Records supplied: Begin
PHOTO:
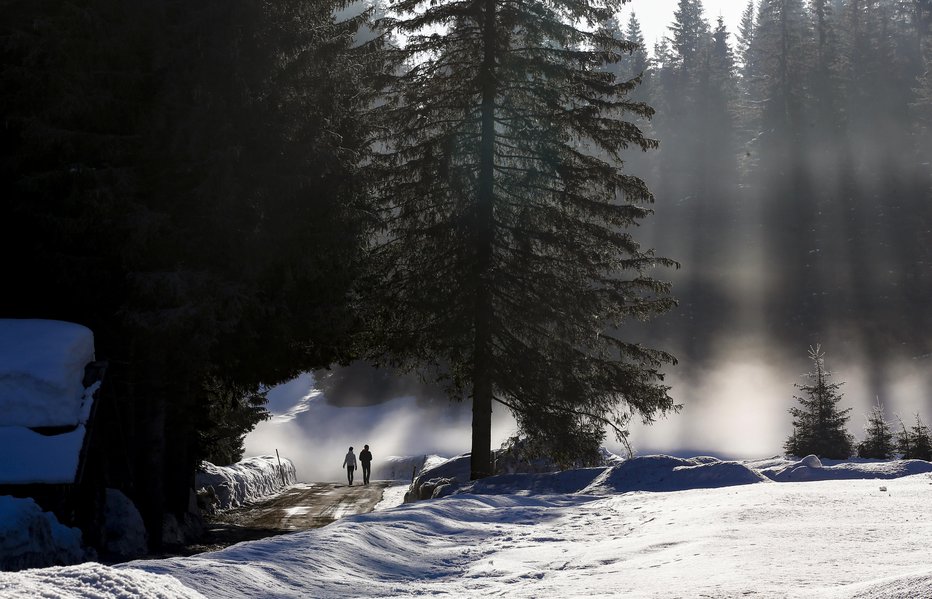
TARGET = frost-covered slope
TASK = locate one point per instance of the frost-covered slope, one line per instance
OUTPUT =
(832, 539)
(245, 481)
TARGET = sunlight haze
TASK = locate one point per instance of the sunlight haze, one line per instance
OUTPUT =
(655, 16)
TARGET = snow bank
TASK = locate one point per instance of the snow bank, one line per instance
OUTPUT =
(548, 483)
(812, 468)
(41, 371)
(124, 531)
(404, 467)
(665, 473)
(440, 479)
(243, 482)
(837, 539)
(31, 538)
(33, 458)
(94, 581)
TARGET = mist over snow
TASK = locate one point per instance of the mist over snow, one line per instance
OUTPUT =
(315, 433)
(649, 528)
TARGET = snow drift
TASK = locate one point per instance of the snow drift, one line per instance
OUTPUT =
(41, 371)
(225, 487)
(31, 538)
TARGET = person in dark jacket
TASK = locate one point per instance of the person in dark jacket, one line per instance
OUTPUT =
(349, 462)
(365, 458)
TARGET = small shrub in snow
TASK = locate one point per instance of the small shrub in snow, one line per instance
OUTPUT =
(31, 538)
(523, 455)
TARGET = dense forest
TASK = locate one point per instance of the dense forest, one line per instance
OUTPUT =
(793, 175)
(197, 183)
(184, 179)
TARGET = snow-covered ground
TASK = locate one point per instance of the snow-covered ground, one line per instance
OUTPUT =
(653, 527)
(247, 480)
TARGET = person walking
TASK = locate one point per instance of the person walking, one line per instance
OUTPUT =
(349, 462)
(365, 458)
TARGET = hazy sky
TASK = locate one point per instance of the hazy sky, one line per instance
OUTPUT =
(656, 15)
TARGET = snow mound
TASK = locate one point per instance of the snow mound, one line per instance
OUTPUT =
(404, 467)
(30, 457)
(440, 479)
(666, 473)
(549, 483)
(907, 586)
(248, 480)
(92, 580)
(811, 468)
(31, 538)
(42, 371)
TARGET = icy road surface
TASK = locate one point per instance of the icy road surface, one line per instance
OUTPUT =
(299, 507)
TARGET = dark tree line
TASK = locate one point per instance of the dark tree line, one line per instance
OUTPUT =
(820, 426)
(182, 177)
(231, 192)
(506, 259)
(797, 146)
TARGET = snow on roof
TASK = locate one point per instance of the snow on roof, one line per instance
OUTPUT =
(41, 371)
(33, 458)
(42, 385)
(847, 539)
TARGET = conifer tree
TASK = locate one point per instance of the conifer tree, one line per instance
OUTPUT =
(639, 62)
(878, 443)
(744, 38)
(506, 254)
(818, 424)
(914, 443)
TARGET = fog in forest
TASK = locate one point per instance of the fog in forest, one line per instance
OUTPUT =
(792, 183)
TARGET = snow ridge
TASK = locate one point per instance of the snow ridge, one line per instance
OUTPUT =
(248, 480)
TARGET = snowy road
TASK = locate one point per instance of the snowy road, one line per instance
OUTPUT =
(299, 507)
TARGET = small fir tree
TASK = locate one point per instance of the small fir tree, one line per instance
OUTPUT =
(878, 444)
(914, 443)
(818, 423)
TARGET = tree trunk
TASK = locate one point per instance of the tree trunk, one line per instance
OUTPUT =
(482, 387)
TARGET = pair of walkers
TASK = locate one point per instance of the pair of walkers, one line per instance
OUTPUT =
(349, 462)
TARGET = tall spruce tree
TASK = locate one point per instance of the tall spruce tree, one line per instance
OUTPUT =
(506, 252)
(818, 424)
(878, 443)
(914, 443)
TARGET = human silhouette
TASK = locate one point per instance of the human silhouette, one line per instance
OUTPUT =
(365, 458)
(349, 462)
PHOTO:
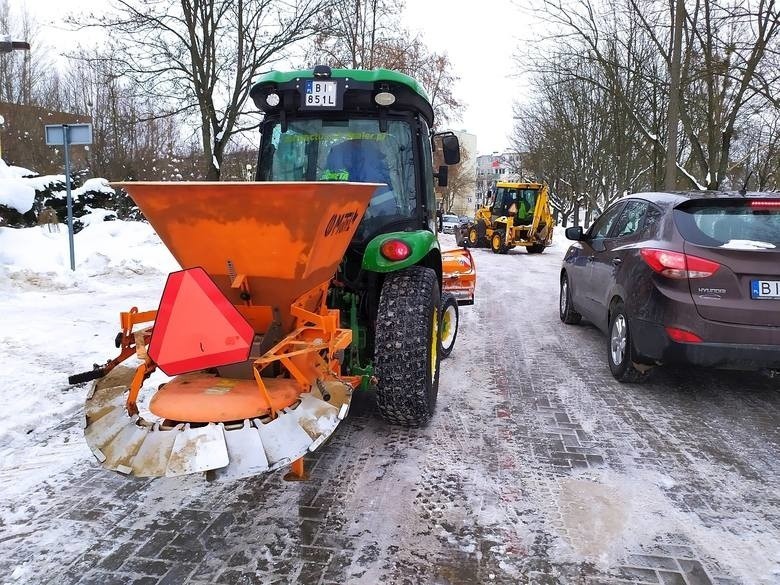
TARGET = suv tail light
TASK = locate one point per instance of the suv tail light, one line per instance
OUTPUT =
(678, 265)
(682, 336)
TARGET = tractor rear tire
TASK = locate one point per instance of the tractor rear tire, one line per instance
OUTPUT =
(449, 321)
(406, 354)
(498, 243)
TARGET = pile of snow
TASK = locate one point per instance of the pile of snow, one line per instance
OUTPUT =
(15, 192)
(101, 248)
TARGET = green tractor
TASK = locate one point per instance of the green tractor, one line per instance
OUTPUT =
(374, 127)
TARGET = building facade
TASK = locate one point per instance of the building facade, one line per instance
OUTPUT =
(491, 168)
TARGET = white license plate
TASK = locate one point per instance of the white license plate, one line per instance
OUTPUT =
(765, 289)
(320, 94)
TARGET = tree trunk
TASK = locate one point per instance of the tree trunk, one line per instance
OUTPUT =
(670, 181)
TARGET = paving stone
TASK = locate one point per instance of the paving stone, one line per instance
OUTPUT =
(523, 422)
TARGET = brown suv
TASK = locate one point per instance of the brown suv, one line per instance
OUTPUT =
(679, 277)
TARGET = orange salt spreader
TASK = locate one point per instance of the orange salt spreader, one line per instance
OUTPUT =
(243, 329)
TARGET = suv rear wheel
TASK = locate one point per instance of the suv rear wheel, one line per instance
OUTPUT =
(620, 348)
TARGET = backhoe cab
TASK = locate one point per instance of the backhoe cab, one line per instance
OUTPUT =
(518, 215)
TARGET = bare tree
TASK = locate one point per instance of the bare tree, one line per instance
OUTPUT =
(201, 56)
(460, 180)
(724, 68)
(367, 34)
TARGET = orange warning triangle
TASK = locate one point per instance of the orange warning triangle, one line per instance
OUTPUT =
(197, 327)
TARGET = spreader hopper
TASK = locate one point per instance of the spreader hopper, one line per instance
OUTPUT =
(243, 329)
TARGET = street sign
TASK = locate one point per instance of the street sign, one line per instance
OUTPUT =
(7, 45)
(77, 134)
(65, 135)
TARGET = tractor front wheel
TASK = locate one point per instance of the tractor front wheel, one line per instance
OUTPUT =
(407, 346)
(448, 330)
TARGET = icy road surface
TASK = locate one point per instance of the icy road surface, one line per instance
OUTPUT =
(537, 468)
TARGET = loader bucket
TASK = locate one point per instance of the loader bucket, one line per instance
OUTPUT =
(257, 261)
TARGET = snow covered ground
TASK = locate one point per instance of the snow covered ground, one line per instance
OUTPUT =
(538, 466)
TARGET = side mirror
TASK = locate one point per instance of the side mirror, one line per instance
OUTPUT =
(451, 147)
(442, 175)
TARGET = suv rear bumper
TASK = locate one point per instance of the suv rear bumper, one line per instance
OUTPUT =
(652, 344)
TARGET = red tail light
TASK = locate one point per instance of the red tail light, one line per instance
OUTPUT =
(395, 250)
(682, 336)
(678, 265)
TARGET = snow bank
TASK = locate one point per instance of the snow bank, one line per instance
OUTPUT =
(747, 245)
(16, 194)
(37, 256)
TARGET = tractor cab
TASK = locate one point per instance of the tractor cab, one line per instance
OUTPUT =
(355, 126)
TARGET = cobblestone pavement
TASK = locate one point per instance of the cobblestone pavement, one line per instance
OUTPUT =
(538, 468)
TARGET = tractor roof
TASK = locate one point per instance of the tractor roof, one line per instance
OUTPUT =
(514, 185)
(365, 75)
(408, 92)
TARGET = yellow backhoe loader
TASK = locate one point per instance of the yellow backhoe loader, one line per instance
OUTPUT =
(518, 215)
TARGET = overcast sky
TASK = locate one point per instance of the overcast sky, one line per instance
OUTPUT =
(480, 37)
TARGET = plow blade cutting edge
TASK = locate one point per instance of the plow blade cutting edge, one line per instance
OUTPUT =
(243, 328)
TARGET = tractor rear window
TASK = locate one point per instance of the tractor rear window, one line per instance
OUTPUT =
(347, 150)
(730, 223)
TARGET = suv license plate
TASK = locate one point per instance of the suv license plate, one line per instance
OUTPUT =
(320, 94)
(765, 289)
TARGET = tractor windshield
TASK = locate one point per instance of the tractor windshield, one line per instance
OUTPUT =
(347, 150)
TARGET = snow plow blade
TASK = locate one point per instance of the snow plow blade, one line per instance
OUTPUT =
(459, 275)
(243, 330)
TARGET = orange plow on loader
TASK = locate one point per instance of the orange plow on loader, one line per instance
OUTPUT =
(244, 330)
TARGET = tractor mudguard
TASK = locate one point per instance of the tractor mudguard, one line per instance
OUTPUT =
(421, 243)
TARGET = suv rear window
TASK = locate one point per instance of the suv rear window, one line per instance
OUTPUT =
(753, 223)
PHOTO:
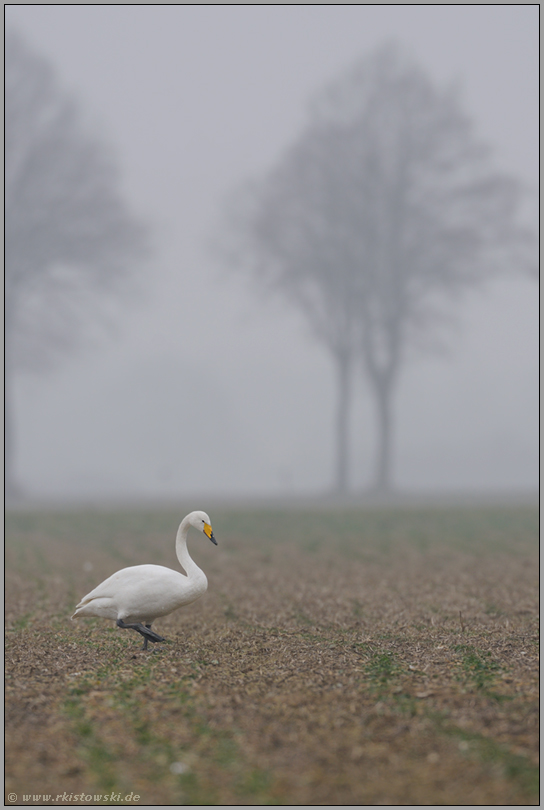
Records supplied: End
▸ Work order: Among the lines of the material above, find those with the word "tail". Copy each one.

▸ Result of the task:
TARGET = suv tail light
TASK = locate one point per instance of the suv tail light, one line per instance
TARGET = red tail light
TASK = locate one point per instance of the red tail light, one line per instance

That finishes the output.